Give the lines again, unchanged, starting with the line containing "Where can the second" and ending with the last line of the data below.

Source material:
..........
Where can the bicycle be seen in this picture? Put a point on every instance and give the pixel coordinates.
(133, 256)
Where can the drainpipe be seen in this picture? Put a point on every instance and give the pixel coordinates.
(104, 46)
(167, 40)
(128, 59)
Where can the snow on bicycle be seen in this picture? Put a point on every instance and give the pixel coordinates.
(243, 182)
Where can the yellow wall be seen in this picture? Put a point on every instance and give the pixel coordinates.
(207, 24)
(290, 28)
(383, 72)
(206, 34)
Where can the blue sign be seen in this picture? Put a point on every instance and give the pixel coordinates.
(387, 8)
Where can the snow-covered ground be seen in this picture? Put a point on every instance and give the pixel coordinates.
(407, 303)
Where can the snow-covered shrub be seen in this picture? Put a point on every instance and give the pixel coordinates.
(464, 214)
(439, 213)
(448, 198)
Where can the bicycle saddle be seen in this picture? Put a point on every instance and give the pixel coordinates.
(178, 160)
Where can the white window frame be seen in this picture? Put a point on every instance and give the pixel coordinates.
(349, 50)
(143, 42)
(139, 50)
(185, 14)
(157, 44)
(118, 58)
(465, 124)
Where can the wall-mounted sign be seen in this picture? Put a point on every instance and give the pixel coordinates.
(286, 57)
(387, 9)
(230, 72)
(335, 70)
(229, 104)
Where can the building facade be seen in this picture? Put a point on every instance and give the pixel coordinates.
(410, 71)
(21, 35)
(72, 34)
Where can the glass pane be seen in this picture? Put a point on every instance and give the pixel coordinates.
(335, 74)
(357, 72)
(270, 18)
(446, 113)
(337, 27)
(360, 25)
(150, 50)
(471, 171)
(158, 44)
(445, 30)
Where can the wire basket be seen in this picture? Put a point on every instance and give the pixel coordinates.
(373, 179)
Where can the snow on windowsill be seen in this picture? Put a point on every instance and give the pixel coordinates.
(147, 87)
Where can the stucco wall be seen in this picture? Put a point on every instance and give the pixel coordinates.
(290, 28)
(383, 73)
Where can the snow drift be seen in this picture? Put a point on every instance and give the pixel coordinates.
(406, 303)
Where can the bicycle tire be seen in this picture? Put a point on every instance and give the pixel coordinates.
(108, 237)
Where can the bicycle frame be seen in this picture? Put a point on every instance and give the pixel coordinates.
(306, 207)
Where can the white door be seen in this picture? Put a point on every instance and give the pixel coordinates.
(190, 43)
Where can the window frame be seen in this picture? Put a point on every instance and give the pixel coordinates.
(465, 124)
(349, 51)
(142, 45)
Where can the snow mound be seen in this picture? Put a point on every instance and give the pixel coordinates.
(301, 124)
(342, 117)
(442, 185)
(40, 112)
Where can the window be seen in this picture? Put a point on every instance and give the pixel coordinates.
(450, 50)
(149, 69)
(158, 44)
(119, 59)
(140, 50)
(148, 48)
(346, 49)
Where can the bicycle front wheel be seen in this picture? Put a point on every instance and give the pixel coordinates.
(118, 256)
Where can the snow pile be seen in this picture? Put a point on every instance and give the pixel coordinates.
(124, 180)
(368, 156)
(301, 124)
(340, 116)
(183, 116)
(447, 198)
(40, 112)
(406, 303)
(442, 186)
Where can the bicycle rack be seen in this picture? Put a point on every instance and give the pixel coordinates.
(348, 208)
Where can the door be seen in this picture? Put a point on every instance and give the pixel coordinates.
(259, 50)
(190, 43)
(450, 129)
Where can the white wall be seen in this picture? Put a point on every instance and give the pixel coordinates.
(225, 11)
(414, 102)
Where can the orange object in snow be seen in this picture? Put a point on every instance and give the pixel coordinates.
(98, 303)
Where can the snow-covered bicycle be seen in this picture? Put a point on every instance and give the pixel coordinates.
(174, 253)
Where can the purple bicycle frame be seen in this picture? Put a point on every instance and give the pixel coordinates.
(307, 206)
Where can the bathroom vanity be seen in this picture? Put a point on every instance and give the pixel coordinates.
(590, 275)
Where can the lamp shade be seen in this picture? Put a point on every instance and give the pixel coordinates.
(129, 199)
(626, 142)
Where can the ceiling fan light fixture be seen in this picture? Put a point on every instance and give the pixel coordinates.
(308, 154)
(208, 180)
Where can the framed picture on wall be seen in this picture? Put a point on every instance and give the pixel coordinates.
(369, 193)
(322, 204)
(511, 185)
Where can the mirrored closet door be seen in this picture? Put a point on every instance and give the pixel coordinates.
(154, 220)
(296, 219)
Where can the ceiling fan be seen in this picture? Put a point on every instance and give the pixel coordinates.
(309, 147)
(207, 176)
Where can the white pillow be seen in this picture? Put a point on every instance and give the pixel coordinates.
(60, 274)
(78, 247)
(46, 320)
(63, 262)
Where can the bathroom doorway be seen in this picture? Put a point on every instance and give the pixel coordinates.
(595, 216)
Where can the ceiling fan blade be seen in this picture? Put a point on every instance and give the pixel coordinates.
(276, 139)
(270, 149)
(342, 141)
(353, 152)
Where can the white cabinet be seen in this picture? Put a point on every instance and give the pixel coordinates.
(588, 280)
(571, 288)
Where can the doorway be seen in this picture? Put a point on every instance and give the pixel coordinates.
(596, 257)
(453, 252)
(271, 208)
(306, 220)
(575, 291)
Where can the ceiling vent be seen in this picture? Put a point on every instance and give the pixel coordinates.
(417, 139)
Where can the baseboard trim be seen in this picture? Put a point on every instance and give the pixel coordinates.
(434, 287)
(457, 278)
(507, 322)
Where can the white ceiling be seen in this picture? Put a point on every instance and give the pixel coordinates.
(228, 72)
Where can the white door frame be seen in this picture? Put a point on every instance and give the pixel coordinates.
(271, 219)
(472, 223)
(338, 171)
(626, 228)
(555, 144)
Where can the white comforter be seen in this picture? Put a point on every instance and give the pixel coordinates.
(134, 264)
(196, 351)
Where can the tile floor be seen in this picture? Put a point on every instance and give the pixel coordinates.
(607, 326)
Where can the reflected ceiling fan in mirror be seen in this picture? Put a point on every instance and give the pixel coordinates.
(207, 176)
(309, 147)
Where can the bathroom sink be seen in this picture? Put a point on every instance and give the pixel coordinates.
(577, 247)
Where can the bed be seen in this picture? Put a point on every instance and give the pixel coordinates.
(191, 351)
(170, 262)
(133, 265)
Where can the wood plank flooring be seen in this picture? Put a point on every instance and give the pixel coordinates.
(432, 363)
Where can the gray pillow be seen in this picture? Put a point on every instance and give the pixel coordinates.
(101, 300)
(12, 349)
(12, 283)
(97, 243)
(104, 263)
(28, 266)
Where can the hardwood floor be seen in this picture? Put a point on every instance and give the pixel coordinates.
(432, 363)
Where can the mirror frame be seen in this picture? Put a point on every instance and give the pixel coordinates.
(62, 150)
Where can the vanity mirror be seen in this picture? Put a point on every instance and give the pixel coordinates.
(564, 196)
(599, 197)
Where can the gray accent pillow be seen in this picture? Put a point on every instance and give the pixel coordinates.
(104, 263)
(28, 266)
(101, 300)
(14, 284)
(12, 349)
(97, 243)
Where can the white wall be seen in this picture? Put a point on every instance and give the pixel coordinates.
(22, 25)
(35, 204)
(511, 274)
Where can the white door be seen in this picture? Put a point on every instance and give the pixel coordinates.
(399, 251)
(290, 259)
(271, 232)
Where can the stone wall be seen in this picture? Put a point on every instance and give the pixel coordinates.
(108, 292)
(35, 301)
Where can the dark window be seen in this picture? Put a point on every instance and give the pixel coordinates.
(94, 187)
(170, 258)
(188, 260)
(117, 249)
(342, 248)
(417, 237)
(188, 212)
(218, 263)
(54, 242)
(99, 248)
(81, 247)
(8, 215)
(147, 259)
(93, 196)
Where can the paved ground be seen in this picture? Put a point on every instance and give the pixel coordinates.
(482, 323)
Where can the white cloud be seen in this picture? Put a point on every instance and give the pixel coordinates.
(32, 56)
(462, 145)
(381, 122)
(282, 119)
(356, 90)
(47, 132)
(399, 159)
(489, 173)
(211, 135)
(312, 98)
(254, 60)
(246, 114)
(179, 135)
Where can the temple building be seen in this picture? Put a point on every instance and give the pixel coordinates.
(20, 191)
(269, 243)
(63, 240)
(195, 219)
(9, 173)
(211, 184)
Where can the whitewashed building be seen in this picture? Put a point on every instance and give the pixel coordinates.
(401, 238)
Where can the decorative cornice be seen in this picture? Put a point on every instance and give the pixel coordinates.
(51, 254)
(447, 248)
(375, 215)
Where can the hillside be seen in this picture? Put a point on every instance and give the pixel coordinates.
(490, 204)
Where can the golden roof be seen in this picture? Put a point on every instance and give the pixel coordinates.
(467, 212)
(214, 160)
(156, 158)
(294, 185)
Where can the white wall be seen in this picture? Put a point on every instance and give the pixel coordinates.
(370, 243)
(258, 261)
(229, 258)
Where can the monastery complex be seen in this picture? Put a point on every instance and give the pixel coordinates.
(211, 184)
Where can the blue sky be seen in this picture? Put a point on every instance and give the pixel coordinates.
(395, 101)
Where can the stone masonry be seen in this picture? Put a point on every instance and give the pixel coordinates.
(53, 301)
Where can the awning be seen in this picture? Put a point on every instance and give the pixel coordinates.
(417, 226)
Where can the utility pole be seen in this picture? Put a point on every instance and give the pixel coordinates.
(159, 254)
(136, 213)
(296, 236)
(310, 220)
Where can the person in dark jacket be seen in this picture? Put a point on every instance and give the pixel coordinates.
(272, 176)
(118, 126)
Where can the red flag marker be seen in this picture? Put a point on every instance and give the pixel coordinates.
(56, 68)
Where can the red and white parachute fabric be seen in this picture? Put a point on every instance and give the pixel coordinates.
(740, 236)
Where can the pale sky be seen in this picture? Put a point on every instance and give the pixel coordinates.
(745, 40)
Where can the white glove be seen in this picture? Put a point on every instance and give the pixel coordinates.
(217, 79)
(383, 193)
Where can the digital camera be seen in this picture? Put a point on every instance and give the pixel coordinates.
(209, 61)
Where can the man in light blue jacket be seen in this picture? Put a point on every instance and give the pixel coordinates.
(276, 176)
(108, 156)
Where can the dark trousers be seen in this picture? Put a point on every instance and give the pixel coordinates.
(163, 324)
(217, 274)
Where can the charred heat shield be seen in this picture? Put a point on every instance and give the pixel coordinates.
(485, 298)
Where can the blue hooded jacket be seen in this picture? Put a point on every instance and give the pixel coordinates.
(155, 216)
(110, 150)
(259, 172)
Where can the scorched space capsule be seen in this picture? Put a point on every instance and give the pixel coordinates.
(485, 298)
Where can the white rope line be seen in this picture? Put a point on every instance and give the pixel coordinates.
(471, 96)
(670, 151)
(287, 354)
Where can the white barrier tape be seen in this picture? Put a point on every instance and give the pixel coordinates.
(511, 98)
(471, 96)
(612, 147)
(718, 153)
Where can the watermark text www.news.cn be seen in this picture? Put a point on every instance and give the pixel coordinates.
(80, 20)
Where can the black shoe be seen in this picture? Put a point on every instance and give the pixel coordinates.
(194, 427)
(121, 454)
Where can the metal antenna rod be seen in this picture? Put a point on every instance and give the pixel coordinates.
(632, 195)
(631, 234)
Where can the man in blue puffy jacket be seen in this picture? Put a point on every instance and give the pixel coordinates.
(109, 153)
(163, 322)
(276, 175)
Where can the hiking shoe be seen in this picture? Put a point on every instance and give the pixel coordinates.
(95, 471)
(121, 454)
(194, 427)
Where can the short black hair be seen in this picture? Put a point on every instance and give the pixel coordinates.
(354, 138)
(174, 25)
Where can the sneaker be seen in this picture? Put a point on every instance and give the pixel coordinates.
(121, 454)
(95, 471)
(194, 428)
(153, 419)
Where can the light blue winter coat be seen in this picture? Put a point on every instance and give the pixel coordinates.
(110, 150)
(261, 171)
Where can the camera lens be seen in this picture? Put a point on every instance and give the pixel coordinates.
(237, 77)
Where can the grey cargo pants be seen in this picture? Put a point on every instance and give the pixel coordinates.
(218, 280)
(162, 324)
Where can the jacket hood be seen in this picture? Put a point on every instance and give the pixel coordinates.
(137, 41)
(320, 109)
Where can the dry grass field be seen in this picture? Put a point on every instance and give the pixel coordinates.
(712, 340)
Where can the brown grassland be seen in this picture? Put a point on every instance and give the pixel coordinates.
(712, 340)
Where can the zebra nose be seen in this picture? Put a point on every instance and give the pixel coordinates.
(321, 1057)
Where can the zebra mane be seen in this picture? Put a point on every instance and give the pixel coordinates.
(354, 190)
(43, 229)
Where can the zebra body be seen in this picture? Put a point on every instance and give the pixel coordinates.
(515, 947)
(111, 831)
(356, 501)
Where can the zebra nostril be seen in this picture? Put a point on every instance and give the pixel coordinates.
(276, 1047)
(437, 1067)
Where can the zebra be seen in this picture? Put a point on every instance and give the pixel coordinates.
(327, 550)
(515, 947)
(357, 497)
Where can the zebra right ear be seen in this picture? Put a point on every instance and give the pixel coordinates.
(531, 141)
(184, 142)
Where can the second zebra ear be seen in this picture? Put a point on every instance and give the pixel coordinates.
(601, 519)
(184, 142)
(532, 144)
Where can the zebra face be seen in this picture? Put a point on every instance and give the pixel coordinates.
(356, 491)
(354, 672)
..........
Reply:
Where can the second zebra ear be seen in this picture? Put a point on every instance and give the pixel coordinates.
(601, 519)
(184, 142)
(532, 144)
Where can the zebra face be seen in this picture? Put a point on every instance and give the pixel coordinates.
(356, 491)
(354, 672)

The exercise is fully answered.